## SET TASKS
(A) Reproduce part of the product manager article word for word: begin at the words "Many leaders of" and stop after "Let’s find out!".
(B) Answer these questions using the product manager article, one answer per line:
(i) Who is named as the founder and CEO of Slack?
(ii) Which product manager brought Instagram's 'Story' feature to life, and in what year?
(iii) How long does the daily stand-up meeting during a sprint last?

The 8 Kryptonite-immune superheroes rolled into a single Product Manager
Do you imagine collaborating with motivated teammates to optimize a dream product? Do you have insane user experience and killer design perspectives? Are you the type of professional who ruminates on A/B testing scenarios on your commute? Can you systematically optimize websites, landing pages, and sales funnels? Do you breathe UI and drink UX? If so, the role of a product manager may be right up your alley.
Many leaders of top technology companies started their careers in the product management function. From Sundar Pichai, CEO of Google to Stewart Butterfield, founder and CEO of Slack, it’s clear that owning product is an excellent route to develop the skills and expertise to one day run an organization that consistently delivers delightful technology products and services. Closer to home, read what Delhi native and University of Washington student Satvik Vats has to say about his experience as a product manager intern at Go Daddy – from sharing inputs on design mock-ups to having to understand code.
So, what shapes these superhuman abilities of a product manager? And, how do they use these out-of-this-world skills to chase success at another level in the real world? Let’s find out!
1. The Juggler
In a technology or digitally-focused company, a product manager juggles several roles, not only during the course of a career, but also in one day. As a product manager, you’re responsible for taking forward (or not) ideas for new technology-based digital products. Instagram’s ‘Story’ feature, for example, was just an inkling at the outset when envisioned; the full feature set and functionality was brought to life by product manager Nathan Sharp and his development team in 2016 – you can read all about the process here.
You’re (typically) surrounded by a team of seasoned, talented and successful professionals proposing new features or products that you have to evaluate against company objectives and resources. It’s a real balancing act – figuring out how to allocate time and budget against unproven, yet potentially transformational ideas.
2. The Sprinter
Product development has its own lingo. For example, a sprint is a set period of time during which specific work has to be completed and prepared for review by other stakeholders. Each sprint begins with a planning meeting where all deliverables and timelines are decided by all stakeholders. During the sprint, the product manager runs a short (<15 minutes), mandatory, full team stand up meeting (yes, really, no one is allowed to sit!) at the start of each day to discuss progress and identify solutions to challenges. Anything that requires more careful consideration is then tabled for discussion in another meeting once more research is complete.
Photo from ScrumShortcuts.com
3. The Ruminator
As a product manager, you are a key player in usability testing – the process by which a product is checked under various scenarios, or use cases, to better understand its potential for success. Playing around with different features and facets of your product is vital to designing from the viewpoint of all stakeholders. It’s also smart to keep up with market trends, and keep your eyes peeled for new products or features, whether competitive or not! As a product moves from hunch to idea to prototype to full blown development, you are part of the ‘core team’ that owns it. So, you regularly coordinate with the user interface designer and lead engineer to identify shortcomings or technical roadblocks, as well as review the timeline for soft rollout, bug fixes and full-fledged rollout.

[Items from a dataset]

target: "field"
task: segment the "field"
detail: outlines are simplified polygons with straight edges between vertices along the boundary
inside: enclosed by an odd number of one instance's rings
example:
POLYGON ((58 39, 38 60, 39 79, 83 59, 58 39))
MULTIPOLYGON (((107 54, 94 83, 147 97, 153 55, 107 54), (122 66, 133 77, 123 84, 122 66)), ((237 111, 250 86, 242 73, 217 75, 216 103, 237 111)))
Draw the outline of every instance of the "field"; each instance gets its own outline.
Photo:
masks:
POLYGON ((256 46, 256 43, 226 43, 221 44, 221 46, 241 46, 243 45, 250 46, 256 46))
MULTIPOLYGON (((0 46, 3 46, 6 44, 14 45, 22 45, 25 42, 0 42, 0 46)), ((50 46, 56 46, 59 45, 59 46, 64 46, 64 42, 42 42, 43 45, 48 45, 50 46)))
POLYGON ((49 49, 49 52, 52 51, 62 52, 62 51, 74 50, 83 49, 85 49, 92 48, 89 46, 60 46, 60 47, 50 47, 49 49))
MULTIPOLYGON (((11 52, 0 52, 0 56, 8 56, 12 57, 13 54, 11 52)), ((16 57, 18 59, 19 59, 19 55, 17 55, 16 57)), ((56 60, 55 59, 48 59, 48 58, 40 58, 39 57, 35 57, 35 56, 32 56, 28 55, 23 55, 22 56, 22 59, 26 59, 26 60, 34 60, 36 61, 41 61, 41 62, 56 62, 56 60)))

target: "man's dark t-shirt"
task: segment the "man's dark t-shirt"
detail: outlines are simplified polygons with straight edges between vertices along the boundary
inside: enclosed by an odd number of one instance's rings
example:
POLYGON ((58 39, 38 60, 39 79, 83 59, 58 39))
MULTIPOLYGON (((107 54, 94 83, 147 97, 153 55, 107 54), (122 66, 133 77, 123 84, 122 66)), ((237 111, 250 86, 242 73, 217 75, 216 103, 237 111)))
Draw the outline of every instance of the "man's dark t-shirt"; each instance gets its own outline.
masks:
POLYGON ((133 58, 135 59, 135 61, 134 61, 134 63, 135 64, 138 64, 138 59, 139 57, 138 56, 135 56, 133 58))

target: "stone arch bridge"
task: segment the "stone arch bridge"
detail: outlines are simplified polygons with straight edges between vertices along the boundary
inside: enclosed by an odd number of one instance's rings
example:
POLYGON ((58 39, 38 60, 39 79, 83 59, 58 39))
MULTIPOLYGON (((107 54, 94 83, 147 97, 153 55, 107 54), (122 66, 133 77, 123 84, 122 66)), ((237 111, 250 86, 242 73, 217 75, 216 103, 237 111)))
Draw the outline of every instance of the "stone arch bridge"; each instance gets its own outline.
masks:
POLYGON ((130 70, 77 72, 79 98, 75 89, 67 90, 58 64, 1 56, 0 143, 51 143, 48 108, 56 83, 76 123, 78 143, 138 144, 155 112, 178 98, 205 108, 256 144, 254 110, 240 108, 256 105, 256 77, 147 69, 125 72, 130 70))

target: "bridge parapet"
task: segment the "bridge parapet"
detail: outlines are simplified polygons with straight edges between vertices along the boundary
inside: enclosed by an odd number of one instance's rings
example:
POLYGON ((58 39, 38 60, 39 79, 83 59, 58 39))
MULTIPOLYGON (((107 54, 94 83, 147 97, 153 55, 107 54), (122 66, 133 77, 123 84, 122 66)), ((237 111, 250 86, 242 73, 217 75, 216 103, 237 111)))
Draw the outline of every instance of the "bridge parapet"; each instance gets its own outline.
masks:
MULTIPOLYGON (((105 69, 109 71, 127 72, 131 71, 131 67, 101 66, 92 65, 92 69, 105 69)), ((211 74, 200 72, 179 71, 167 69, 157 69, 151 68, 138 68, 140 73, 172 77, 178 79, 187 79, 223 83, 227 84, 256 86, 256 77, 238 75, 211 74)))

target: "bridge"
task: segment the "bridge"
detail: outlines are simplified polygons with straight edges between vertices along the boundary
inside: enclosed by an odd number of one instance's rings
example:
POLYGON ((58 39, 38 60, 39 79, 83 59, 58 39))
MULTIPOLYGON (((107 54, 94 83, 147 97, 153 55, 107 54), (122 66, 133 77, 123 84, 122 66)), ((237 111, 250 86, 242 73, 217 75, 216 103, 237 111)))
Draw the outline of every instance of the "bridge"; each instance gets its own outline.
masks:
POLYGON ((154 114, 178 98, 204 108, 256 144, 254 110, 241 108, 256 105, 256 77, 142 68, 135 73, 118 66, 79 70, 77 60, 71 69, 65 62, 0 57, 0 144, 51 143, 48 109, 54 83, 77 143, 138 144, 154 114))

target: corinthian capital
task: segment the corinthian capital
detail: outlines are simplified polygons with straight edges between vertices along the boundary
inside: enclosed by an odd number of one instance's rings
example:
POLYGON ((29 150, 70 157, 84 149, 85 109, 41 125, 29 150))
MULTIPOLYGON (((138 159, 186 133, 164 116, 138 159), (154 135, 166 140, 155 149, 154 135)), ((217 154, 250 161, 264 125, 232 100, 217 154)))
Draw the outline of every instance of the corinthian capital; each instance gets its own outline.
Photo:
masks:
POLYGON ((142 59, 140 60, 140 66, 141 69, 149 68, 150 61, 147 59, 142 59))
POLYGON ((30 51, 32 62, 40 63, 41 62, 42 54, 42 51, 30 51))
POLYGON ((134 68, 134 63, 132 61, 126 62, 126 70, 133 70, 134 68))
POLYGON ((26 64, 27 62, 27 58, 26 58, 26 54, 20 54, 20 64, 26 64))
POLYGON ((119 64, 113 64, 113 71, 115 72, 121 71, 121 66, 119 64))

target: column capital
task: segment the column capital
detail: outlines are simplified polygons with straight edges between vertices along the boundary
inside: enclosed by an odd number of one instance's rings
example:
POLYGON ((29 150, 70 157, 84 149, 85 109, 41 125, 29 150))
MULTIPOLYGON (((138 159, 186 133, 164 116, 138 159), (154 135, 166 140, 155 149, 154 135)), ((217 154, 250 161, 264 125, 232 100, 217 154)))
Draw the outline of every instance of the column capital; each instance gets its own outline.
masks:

## SOLUTIONS BY TASK
(A)
Many leaders of top technology companies started their careers in the product management function. From Sundar Pichai, CEO of Google to Stewart Butterfield, founder and CEO of Slack, it’s clear that owning product is an excellent route to develop the skills and expertise to one day run an organization that consistently delivers delightful technology products and services. Closer to home, read what Delhi native and University of Washington student Satvik Vats has to say about his experience as a product manager intern at Go Daddy – from sharing inputs on design mock-ups to having to understand code.
So, what shapes these superhuman abilities of a product manager? And, how do they use these out-of-this-world skills to chase success at another level in the real world? Let’s find out!

(B)
(i) Stewart Butterfield
(ii) Nathan Sharp, in 2016
(iii) Less than 15 minutes